SUARAINDONEWS.COM, Jakarta – Ketika bangsa ini berada di ujung tanduk, rupiah terpuruk hingga Rp16.800 per dolar AS, dan kepercayaan dunia terhadap Indonesia runtuh, Bacharuddin Jusuf Habibie melangkah maju. Di tengah badai krisis ekonomi dan kekacauan politik pasca-reformasi 1998, pria yang dikenal sebagai Bapak Teknologi Indonesia ini membuktikan bahwa keajaiban bisa diciptakan dengan kecerdasan, keberanian, dan cinta tanah air.
Dalam waktu kurang dari dua tahun, Habibie membawa rupiah kembali ke angka Rp6.550 per dolar AS, sebuah pencapaian monumental yang menyelamatkan ekonomi Indonesia dari kehancuran total. Berikut adalah kisah perjuangan Habibie yang tak hanya melawan angka, tetapi juga memulihkan martabat bangsa.
Krisis 1998: Neraka Bagi Indonesia
Tahun 1998 adalah masa paling kelam dalam sejarah ekonomi Indonesia. Krisis moneter Asia menghancurkan stabilitas ekonomi nasional. Harga-harga melambung tinggi, ribuan perusahaan bangkrut, dan jutaan orang kehilangan pekerjaan. Rupiah terjun bebas dari Rp2.500 menjadi Rp16.800 per dolar AS hanya dalam hitungan bulan.

DATA YANG DITAMPILKAN —
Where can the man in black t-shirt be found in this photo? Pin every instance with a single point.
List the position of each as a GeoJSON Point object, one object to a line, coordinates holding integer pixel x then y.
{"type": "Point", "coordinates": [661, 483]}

BAGIAN LATIHAN —
1. Jawab pertanyaan berikut berdasarkan potongan teks:
(a) Habibie dikenal sebagai apa?
(b) Dalam waktu kurang dari dua tahun, Habibie membawa rupiah kembali ke angka berapa per dolar AS?
(c) Dari angka berapa rupiah terjun bebas pada tahun 1998?
2. Ambil bagian potongan teks mulai dari "SUARAINDONEWS.COM, Jakarta –" sampai dengan "memulihkan martabat bangsa.", tanpa mengubah satu kata pun.
Daftar di atas tidak berkaitan dengan potongan teks.

JAWABAN LENGKAP —
1.
(a) Bapak Teknologi Indonesia
(b) Rp6.550 per dolar AS
(c) Rp2.500 per dolar AS

2.
SUARAINDONEWS.COM, Jakarta – Ketika bangsa ini berada di ujung tanduk, rupiah terpuruk hingga Rp16.800 per dolar AS, dan kepercayaan dunia terhadap Indonesia runtuh, Bacharuddin Jusuf Habibie melangkah maju. Di tengah badai krisis ekonomi dan kekacauan politik pasca-reformasi 1998, pria yang dikenal sebagai Bapak Teknologi Indonesia ini membuktikan bahwa keajaiban bisa diciptakan dengan kecerdasan, keberanian, dan cinta tanah air.
Dalam waktu kurang dari dua tahun, Habibie membawa rupiah kembali ke angka Rp6.550 per dolar AS, sebuah pencapaian monumental yang menyelamatkan ekonomi Indonesia dari kehancuran total. Berikut adalah kisah perjuangan Habibie yang tak hanya melawan angka, tetapi juga memulihkan martabat bangsa.